_What to produce_
Write each line out a second time, exactly as shown below.

_Information given_
Start of Block

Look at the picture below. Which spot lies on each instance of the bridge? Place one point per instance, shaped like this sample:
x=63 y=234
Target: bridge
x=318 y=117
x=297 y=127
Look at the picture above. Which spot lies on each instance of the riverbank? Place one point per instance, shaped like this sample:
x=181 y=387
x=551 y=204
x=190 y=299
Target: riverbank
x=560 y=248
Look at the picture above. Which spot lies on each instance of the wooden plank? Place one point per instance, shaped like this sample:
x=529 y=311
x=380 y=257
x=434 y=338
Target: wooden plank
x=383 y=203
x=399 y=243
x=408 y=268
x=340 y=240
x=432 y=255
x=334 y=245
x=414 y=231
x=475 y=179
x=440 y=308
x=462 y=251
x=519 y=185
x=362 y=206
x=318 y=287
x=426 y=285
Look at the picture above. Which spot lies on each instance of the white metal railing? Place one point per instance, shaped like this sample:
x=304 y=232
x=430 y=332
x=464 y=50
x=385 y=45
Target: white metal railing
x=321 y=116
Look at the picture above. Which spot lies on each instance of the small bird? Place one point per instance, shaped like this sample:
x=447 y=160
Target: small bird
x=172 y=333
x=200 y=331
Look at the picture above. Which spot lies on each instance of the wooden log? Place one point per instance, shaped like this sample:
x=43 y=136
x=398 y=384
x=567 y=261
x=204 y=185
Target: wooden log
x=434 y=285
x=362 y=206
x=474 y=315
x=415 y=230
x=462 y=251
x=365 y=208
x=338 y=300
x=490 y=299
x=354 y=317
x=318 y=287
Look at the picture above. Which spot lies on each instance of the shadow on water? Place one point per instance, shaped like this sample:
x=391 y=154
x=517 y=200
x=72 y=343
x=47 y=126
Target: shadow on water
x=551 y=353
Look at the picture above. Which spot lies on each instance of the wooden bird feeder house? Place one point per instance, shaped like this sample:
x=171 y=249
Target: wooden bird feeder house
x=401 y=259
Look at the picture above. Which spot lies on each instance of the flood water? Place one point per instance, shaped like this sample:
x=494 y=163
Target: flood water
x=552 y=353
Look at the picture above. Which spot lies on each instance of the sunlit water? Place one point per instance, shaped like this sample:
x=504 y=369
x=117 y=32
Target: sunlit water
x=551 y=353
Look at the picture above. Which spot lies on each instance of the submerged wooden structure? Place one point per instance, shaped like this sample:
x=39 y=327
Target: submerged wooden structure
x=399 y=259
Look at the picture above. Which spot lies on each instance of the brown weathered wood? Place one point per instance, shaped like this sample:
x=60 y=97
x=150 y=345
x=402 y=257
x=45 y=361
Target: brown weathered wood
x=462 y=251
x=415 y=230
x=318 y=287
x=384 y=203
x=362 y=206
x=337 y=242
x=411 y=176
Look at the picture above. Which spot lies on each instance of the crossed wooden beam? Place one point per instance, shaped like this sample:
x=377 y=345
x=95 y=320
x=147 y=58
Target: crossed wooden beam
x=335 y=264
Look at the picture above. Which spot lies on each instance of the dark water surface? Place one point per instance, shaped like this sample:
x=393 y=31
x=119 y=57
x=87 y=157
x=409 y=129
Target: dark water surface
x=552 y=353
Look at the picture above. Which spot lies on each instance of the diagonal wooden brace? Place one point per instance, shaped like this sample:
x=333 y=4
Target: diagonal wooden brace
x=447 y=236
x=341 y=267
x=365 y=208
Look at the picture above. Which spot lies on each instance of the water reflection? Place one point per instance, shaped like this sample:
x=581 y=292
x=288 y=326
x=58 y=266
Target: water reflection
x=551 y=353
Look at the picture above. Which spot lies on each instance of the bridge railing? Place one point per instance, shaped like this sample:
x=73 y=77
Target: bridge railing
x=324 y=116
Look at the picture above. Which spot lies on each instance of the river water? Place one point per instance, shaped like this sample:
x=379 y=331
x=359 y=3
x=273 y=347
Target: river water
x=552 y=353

End of Block

_Answer area_
Look at the picture below. Which spot lies on each instance of the bridge? Place one point per instance, shaped like this sample:
x=63 y=234
Target: bridge
x=318 y=117
x=297 y=127
Look at the picture above. Which spot lies on each instance of the riverbank? Place one point per instance, shaped like this sample:
x=181 y=387
x=551 y=204
x=190 y=299
Target: riverbank
x=560 y=248
Look at the picture above. Which spot lies on each instance of the wooden plank? Place one point per instance, shaped like this sample:
x=529 y=311
x=380 y=257
x=434 y=338
Target: wooden plank
x=383 y=203
x=399 y=243
x=408 y=268
x=340 y=240
x=432 y=255
x=334 y=245
x=414 y=231
x=475 y=179
x=440 y=308
x=462 y=251
x=519 y=185
x=362 y=206
x=318 y=287
x=426 y=285
Look at the picture above. Which spot lies on each instance of the white metal railing? Place one point per instance, shaped like this sample:
x=304 y=232
x=430 y=332
x=464 y=50
x=385 y=45
Target: white metal railing
x=321 y=116
Look at the picture above. Which spot lies on each instance of the small bird? Place one point per instance, shaped like this sample:
x=447 y=160
Target: small bird
x=172 y=333
x=200 y=331
Look at the picture above. Which spot lies on each instance of the wooden log? Place one point per instance, shaped like this sample:
x=43 y=136
x=398 y=384
x=567 y=261
x=204 y=185
Target: wooden log
x=434 y=285
x=362 y=206
x=474 y=315
x=415 y=230
x=462 y=251
x=365 y=208
x=338 y=300
x=490 y=299
x=354 y=317
x=318 y=287
Look at the picture above. Which spot lies on each instance of the shadow on water? Place one point per instance, shaped like this sample:
x=391 y=154
x=517 y=200
x=72 y=343
x=47 y=126
Target: shadow on water
x=551 y=353
Look at the picture above. Which spot lies on each instance of the wooden bird feeder house? Place one point per instance, shaped like this sample:
x=171 y=249
Target: wooden bird feeder house
x=401 y=259
Look at the picture above. Which spot lies on each instance of the flood water? Place one point per instance, shaped like this sample:
x=494 y=163
Target: flood water
x=552 y=353
Look at the picture above. Which spot lies on each instance of the sunlit water? Place one point per instance, shaped like this sample:
x=504 y=369
x=117 y=32
Target: sunlit water
x=551 y=353
Look at the picture above. Which spot lies on each instance of the submerged wooden structure? Place one point per instance, shaped like this sample:
x=39 y=327
Target: submerged wooden structure
x=399 y=259
Look at the picture above. Which spot lies on each instance of the brown weathered wood? Place one point per instance, shaped like this sample:
x=60 y=97
x=150 y=345
x=402 y=257
x=45 y=361
Target: brown weathered wood
x=462 y=251
x=415 y=230
x=318 y=287
x=384 y=203
x=362 y=206
x=337 y=242
x=411 y=176
Look at the picture above. Which spot lies on each instance of the crossed wooden beam? Place one point per instance, shaped like this sample:
x=377 y=345
x=95 y=320
x=147 y=58
Target: crossed wooden beam
x=335 y=264
Look at the picture above. Which spot lies on each instance of the dark water surface? Place one point per instance, shaped like this sample:
x=393 y=31
x=119 y=57
x=87 y=157
x=409 y=129
Target: dark water surface
x=552 y=353
Look at the picture above. Which spot lies on each instance of the diagonal wooden brace? Place one point per instance, shaped like this sample:
x=333 y=4
Target: diagonal wooden brace
x=447 y=236
x=341 y=267
x=365 y=208
Look at the picture above. Which spot lies on each instance of the water reflection? Place one point per instance, shaped like this sample:
x=581 y=292
x=288 y=326
x=58 y=266
Target: water reflection
x=551 y=353
Look at the picture above. Which spot lies on each instance of the bridge railing? Place one point per instance, shaped like this sample:
x=73 y=77
Target: bridge railing
x=324 y=116
Look at the picture above. Which spot lies on each instance of the river water? Place one point per instance, shaped like this sample:
x=379 y=331
x=359 y=3
x=273 y=347
Target: river water
x=552 y=353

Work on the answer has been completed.